## TASKS TO COMPLETE
1) According to the lab page, in what month and year did the lab open?
2) List every kind of output that the lab page says its experiments have measured.
3) Please write out the passage of the lab page starting at "PDF Slide Show" and ending at "Learning and Choice.".

## SOURCE EXTRACT
==================================================

University of California, San Diego
Political Science Experimental Lab

Coordinator

Professor Mathew McCubbins

Department of Political Science
University of California, San Diego
9500 Gilman Drive
La Jolla, California 92093-0521
Office - (858) 534-3733
Fax - (858) 534-7130
E-mail - mmccubbins@ucsd.edu


Lab Description

The University of California, San Diego, political science experimental laboratory is located in the Social Science Building on the UC San Diego campus in La Jolla, California. The lab opened in October, 1995, and is operated by Professor Mathew McCubbins.  Research in the lab focuses on learning and decision making, both by individuals and by groups.  Research has been conducted on the conditions for trustworthy communication, successful delegation, group deliberation, expert testimony, priming, the use of cues in decision making, the use of algorithms in choice, as well as variants of classic economic experiments such as the trust, dictator and ultimatum games.  Our experiments have measured behavioral choices, EEG output and fMRI scans. 

For more information on the experimental laboratory, contact Professor McCubbins.

For a sample of experiments conducted in the lab, see the The Democratic Dilemma by Arthur Lupia and Mathew McCubbins (1998, Cambridge University Press).

Political Science Experimental Lab Data Archive

 

PDF Slide Show Presentation of our Work in Progress as of 12/31/2006

 

Movie of our current EEG experiments (mpg-file)

Schedule of Experiments

 

We are presently undertaking experiments on Communication,

Learning and Choice.

 

Here is a quick synopsis of our present work:

Overcoming Overlearning

 

Under what conditions will humans change their beliefs?  In many political and economic settings, citizens must make choices based upon their beliefs about particular phenomena.  For example, jurors must decide the fate of criminal defendants based upon their beliefs about the defendant’s guilt or innocence and voters must choose candidates based upon their beliefs about who will best represent their interests once in office.  Although many citizens may hold correct beliefs about defendants, candidates, and products in markets, recent research demonstrates that citizens all too often hold mistaken beliefs and fail to change them even in the face of new information.  For this reason, McCubbins and his coauthors seek to identify the conditions under which humans will (and will not) learn new information.  To this end, he suggest that human learning is characterized by overlearning—that is, the tendency for humans to ignore new information and to become increasingly fixed in their beliefs once they have learned something.  Given this property of human learning (that extends from simple pattern recognition such as the words on this page to the adoption of a partisan identification) he asks whether and under what conditions humans can overcome their overlearning and change their beliefs.

==================================================

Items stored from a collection

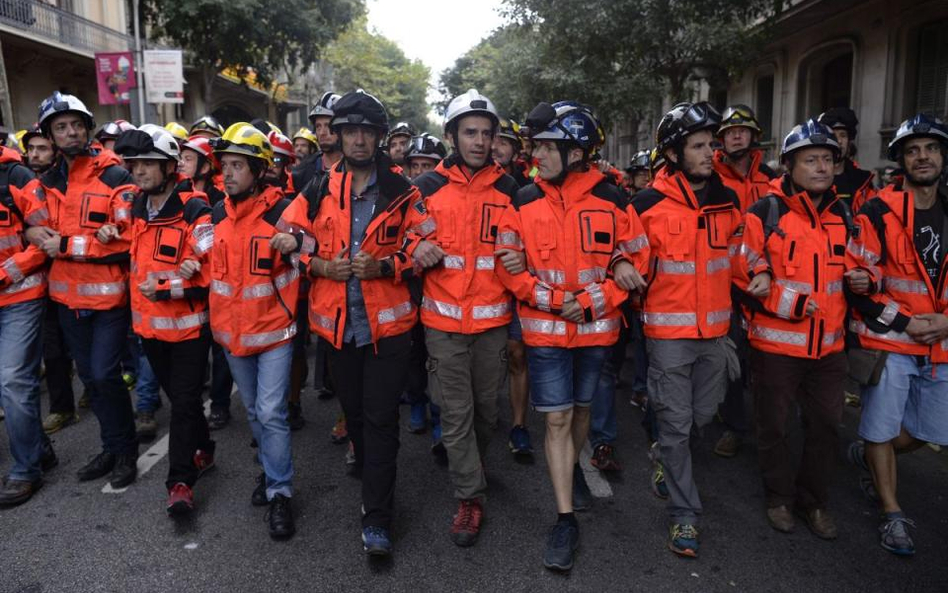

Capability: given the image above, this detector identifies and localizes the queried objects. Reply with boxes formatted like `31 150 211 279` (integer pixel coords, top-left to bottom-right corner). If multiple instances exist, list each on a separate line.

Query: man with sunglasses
632 102 741 557
732 119 860 539
27 91 138 488
714 104 777 457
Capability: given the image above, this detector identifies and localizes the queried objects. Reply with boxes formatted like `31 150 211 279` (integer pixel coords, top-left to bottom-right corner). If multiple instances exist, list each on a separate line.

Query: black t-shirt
914 200 948 285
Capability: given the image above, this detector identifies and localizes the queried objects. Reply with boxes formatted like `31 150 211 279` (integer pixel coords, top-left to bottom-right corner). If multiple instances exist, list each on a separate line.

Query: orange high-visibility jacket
632 168 741 339
846 184 948 363
497 170 649 348
714 150 777 212
0 146 47 307
129 177 214 342
278 161 420 349
208 187 300 356
36 144 137 310
409 155 519 334
733 175 852 358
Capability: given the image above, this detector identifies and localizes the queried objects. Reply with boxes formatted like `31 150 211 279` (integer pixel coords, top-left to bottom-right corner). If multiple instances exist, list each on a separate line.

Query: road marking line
579 441 612 498
102 400 211 494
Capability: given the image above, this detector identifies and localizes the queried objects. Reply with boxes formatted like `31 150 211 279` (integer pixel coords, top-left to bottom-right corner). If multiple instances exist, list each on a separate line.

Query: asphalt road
0 352 948 593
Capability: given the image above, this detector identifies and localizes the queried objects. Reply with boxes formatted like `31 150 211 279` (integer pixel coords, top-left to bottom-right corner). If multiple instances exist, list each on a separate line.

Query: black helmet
331 89 388 135
816 107 859 140
780 119 840 160
886 113 948 161
655 101 721 153
385 121 415 144
625 150 652 175
309 91 339 125
717 104 764 136
405 133 448 161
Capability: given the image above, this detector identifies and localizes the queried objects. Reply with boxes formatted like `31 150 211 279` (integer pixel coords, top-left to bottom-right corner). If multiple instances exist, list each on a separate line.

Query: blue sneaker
668 523 698 558
362 527 392 556
507 424 533 456
408 402 428 434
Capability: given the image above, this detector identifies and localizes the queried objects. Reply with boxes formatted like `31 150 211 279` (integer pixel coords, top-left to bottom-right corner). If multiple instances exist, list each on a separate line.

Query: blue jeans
0 299 46 482
225 342 293 500
589 332 627 449
59 304 138 455
128 336 161 412
527 346 610 412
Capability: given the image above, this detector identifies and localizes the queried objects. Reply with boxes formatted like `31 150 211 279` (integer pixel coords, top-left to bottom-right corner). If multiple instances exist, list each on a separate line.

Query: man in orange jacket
847 114 948 556
115 124 214 515
400 89 517 546
733 120 852 539
0 146 57 506
496 101 649 571
208 122 299 539
632 102 741 557
714 105 777 457
27 92 138 488
278 91 419 556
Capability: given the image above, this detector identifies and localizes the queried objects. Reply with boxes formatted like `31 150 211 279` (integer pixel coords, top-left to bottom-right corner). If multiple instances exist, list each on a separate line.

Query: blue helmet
780 118 840 160
527 101 606 154
886 113 948 161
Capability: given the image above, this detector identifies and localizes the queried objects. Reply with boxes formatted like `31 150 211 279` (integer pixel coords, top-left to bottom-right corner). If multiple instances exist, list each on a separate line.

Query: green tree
325 18 430 130
144 0 365 105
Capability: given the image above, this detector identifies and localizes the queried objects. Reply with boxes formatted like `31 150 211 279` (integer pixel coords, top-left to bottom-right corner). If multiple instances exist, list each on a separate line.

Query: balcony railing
0 0 132 54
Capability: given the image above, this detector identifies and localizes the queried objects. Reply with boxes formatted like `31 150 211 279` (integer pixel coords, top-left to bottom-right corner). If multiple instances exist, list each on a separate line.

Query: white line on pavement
102 398 216 494
579 441 612 498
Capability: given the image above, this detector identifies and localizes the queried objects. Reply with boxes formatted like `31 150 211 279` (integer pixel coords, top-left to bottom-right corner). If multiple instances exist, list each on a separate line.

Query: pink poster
95 51 135 105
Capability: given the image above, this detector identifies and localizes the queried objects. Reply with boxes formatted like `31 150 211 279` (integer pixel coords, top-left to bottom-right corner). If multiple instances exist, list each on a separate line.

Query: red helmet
181 136 221 172
267 130 296 165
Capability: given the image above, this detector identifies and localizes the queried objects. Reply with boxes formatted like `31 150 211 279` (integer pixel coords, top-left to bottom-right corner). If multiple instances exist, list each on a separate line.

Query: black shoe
0 478 43 507
207 407 230 430
286 402 306 430
543 521 579 571
109 451 138 489
267 494 296 539
250 473 268 507
573 463 592 511
40 439 59 472
76 451 115 482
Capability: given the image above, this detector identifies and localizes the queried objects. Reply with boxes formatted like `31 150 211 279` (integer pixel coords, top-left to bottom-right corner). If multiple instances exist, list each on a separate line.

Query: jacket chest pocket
481 204 507 245
579 210 616 255
0 206 13 228
79 192 109 229
249 235 276 276
315 217 336 259
826 224 846 265
375 212 402 246
780 235 807 276
532 218 556 260
152 227 184 264
699 212 731 249
663 216 695 261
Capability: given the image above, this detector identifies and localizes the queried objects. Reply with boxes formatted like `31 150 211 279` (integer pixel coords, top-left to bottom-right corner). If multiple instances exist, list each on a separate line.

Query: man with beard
848 114 948 556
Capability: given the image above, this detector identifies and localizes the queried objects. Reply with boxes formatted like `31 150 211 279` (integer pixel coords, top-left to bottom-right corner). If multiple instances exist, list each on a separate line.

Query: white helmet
36 91 95 134
113 124 181 162
444 89 500 134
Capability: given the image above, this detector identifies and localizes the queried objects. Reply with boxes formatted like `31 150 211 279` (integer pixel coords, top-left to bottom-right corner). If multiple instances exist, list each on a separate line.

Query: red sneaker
167 482 194 515
194 449 214 477
451 499 484 548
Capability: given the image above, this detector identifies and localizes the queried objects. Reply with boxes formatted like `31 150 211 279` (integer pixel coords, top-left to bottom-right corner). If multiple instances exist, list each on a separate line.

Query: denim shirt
342 171 379 348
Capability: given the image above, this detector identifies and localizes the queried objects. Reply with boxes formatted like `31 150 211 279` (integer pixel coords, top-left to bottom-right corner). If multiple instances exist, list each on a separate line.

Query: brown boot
767 504 795 533
806 509 836 539
0 479 43 507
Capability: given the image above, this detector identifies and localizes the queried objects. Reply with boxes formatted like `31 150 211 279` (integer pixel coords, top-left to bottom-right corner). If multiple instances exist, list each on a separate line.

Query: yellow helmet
211 121 273 166
13 130 27 154
292 127 319 146
165 121 188 142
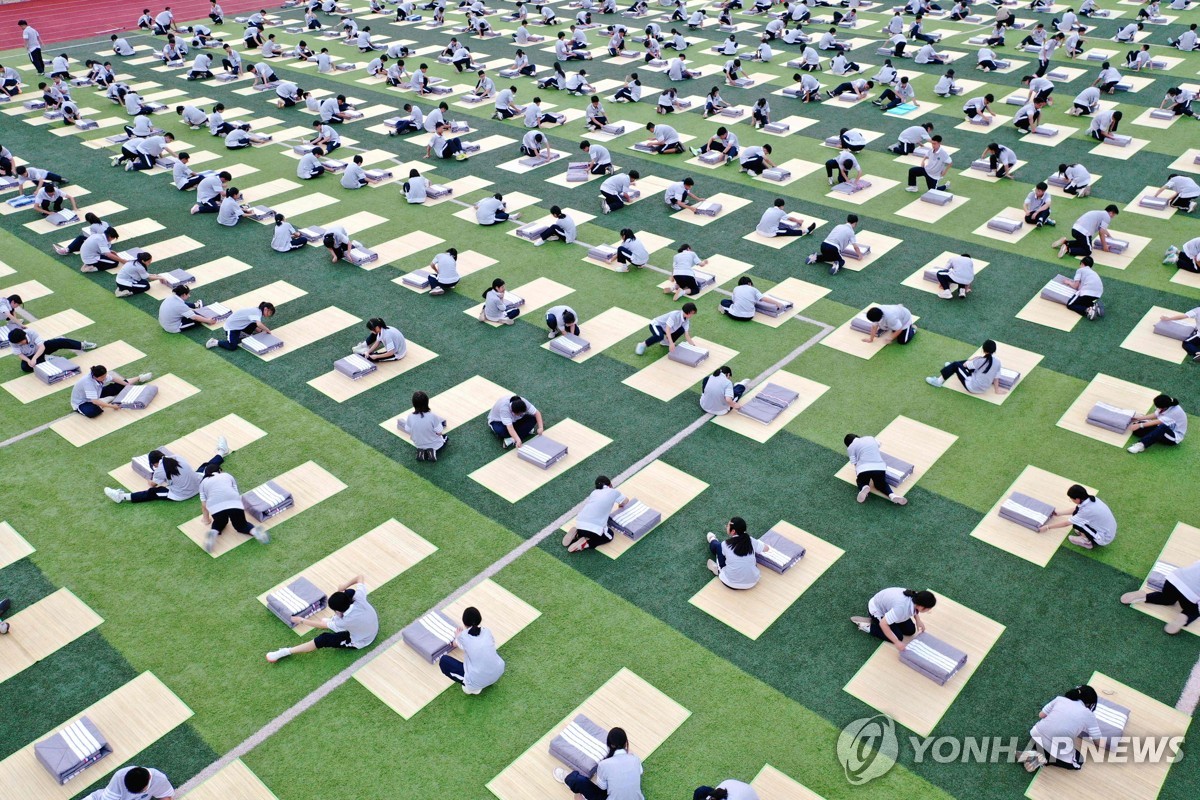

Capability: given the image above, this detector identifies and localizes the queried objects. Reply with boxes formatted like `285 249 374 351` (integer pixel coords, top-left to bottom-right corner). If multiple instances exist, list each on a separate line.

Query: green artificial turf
0 4 1200 800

==================================================

## SOLUTIONS TO EACH TASK
1) October 1995

2) Behavioral choices, EEG output, and fMRI scans.

3)
PDF Slide Show Presentation of our Work in Progress as of 12/31/2006

 

Movie of our current EEG experiments (mpg-file)

Schedule of Experiments

 

We are presently undertaking experiments on Communication,

Learning and Choice.